[Start DATASET CONTENT]
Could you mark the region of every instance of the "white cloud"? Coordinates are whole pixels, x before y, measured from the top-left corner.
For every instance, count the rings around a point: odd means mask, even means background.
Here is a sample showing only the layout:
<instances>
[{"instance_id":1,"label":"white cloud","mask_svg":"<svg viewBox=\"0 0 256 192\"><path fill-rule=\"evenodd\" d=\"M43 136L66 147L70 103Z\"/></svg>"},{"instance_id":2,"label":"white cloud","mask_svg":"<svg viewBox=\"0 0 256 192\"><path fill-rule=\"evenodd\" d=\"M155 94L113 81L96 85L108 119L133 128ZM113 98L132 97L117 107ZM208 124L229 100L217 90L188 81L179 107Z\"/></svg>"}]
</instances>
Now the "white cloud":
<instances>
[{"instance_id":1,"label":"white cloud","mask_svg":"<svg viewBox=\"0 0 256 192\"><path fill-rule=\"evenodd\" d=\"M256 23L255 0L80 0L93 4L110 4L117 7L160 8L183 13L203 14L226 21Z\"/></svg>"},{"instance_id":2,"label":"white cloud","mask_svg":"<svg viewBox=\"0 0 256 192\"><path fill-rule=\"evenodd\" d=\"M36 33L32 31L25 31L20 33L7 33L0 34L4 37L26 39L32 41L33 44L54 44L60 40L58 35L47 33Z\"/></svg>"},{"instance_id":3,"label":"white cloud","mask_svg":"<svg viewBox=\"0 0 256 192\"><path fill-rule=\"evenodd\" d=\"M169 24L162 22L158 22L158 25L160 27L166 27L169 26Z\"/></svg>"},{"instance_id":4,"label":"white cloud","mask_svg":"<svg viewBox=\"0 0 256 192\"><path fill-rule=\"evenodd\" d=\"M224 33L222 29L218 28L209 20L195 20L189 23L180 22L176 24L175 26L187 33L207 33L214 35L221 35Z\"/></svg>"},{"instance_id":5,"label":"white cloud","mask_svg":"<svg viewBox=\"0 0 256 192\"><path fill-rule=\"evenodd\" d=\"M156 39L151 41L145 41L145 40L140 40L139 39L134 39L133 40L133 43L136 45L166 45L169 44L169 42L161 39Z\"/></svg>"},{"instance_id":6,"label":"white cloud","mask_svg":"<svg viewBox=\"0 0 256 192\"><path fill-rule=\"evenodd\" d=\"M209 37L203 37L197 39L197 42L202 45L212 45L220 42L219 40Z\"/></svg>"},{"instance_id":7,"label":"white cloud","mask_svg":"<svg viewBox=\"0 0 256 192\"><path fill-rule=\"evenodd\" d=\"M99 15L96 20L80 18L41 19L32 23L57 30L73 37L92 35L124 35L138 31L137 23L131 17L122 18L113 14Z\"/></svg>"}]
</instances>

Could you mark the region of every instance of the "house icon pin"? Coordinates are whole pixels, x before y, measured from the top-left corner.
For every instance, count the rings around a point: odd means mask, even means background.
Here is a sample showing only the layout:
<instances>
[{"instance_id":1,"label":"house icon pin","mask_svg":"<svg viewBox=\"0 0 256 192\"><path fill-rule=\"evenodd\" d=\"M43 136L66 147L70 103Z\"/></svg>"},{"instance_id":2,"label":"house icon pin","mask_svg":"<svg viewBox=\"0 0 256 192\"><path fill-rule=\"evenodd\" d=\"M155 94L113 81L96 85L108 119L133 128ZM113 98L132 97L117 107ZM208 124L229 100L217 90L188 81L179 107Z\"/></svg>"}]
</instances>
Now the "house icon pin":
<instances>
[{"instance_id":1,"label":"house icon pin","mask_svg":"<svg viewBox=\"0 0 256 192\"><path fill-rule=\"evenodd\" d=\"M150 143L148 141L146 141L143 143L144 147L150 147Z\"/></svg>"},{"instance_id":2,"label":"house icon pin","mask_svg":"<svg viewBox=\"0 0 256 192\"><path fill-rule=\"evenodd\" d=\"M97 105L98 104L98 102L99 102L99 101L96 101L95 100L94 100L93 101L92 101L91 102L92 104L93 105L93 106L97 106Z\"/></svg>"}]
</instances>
[End DATASET CONTENT]
STATED GOAL —
Show every line of the records that has the word "measured" in it, copied in full.

RESULT BELOW —
Could you mark the region of every instance of the "white cloud"? Coordinates are whole pixels, x before y, measured from the top-left corner.
Could you mark the region of every instance of the "house icon pin"? Coordinates are whole pixels, x before y, measured from the top-left corner.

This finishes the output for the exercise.